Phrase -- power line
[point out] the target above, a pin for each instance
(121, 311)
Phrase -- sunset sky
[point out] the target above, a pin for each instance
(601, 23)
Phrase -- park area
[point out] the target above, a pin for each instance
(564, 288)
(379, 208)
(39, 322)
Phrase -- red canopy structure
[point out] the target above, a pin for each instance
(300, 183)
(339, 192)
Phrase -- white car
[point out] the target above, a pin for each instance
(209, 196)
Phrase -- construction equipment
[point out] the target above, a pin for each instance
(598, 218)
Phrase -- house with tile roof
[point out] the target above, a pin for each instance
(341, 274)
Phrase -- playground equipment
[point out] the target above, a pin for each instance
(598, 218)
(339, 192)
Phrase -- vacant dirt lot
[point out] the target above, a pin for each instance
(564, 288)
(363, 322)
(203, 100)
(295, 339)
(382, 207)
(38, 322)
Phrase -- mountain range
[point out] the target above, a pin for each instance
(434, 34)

━━━━━━━━━━━━━━━━

■ **What you should do**
Rewrite every one of the entries above, request lines included, and multiply each coordinate in the answers by 2.25. Round each result to a whole number, with halves rounded up.

■ **Exercise response**
Phrase -- power line
[point out] the target above, a pin for each instance
(272, 700)
Phrase -- sunset sky
[point out] the target above, a pin for each instance
(1352, 52)
Phrase -- park area
[point out] the target above, a pin for each instance
(1269, 648)
(853, 468)
(88, 725)
Phrase -- red canopy structure
[point out] the target above, a pin for each instance
(675, 412)
(763, 432)
Phrase -- white car
[point out] the target above, a pin for each instance
(470, 441)
Phrase -- construction equipment
[point out] the target above, a pin for each instance
(1346, 491)
Phrase -- house with tile roof
[point out] the target above, a pin for each instance
(767, 617)
Phrase -- playground equipment
[point out] the target above, a pin for each instance
(1346, 491)
(763, 432)
Phrase -- vacant dirt lot
[point out] the target above, a pin for each instance
(1269, 648)
(817, 725)
(457, 225)
(664, 763)
(860, 466)
(86, 725)
Phrase -- mountain range
[point out] the target above, a pin for each instance
(977, 77)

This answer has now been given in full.